* _Your task_
Identify each line below that contains the word "dark" and copy all of those lines in full.
─── Data section ───
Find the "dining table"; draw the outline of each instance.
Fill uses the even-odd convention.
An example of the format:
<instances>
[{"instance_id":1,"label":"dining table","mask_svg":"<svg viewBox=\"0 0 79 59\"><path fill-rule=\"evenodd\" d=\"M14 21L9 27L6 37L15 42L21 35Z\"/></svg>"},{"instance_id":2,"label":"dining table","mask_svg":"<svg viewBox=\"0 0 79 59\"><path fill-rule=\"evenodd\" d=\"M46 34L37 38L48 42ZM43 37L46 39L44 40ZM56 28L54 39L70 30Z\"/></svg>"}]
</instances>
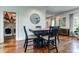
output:
<instances>
[{"instance_id":1,"label":"dining table","mask_svg":"<svg viewBox=\"0 0 79 59\"><path fill-rule=\"evenodd\" d=\"M37 38L34 39L34 46L35 47L46 47L47 40L45 40L42 36L46 36L49 34L49 28L34 28L29 29Z\"/></svg>"}]
</instances>

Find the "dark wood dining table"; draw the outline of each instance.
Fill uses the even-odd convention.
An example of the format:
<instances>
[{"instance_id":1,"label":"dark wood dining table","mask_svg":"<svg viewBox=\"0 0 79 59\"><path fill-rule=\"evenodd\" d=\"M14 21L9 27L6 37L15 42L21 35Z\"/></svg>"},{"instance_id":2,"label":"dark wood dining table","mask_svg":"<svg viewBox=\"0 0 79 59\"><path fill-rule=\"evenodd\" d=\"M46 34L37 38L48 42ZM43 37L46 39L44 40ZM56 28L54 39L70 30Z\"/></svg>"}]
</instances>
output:
<instances>
[{"instance_id":1,"label":"dark wood dining table","mask_svg":"<svg viewBox=\"0 0 79 59\"><path fill-rule=\"evenodd\" d=\"M42 36L46 36L49 33L49 28L36 28L36 29L29 29L29 31L31 31L32 33L34 33L35 36L37 36L37 38L35 39L36 43L35 45L37 47L45 47L46 46L46 41L44 38L42 38Z\"/></svg>"}]
</instances>

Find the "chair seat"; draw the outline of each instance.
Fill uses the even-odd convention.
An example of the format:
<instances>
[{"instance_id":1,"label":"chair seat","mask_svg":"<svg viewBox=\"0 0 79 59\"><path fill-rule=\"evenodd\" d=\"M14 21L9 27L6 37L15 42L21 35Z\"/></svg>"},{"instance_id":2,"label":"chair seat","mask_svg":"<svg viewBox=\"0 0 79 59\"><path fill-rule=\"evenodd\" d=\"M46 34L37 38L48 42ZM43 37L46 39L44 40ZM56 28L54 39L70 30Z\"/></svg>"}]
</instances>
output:
<instances>
[{"instance_id":1,"label":"chair seat","mask_svg":"<svg viewBox=\"0 0 79 59\"><path fill-rule=\"evenodd\" d=\"M34 35L29 35L29 36L28 36L28 39L34 39L34 38L37 38L37 37L34 36Z\"/></svg>"},{"instance_id":2,"label":"chair seat","mask_svg":"<svg viewBox=\"0 0 79 59\"><path fill-rule=\"evenodd\" d=\"M48 40L48 35L47 36L43 36L42 38L44 38L45 40ZM50 40L55 39L54 37L51 37Z\"/></svg>"}]
</instances>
───
* _Result_
Find the "dark wood dining table"; draw the outline of each instance.
[{"instance_id":1,"label":"dark wood dining table","mask_svg":"<svg viewBox=\"0 0 79 59\"><path fill-rule=\"evenodd\" d=\"M14 21L9 27L6 37L15 42L21 35Z\"/></svg>"},{"instance_id":2,"label":"dark wood dining table","mask_svg":"<svg viewBox=\"0 0 79 59\"><path fill-rule=\"evenodd\" d=\"M46 34L37 38L48 42ZM43 37L46 39L44 40ZM56 28L54 39L70 30Z\"/></svg>"}]
[{"instance_id":1,"label":"dark wood dining table","mask_svg":"<svg viewBox=\"0 0 79 59\"><path fill-rule=\"evenodd\" d=\"M42 36L46 36L49 33L49 28L36 28L36 29L29 29L29 31L31 31L32 33L34 33L35 36L37 36L37 38L35 39L36 43L35 45L37 47L45 47L46 46L46 41L44 38L42 38Z\"/></svg>"}]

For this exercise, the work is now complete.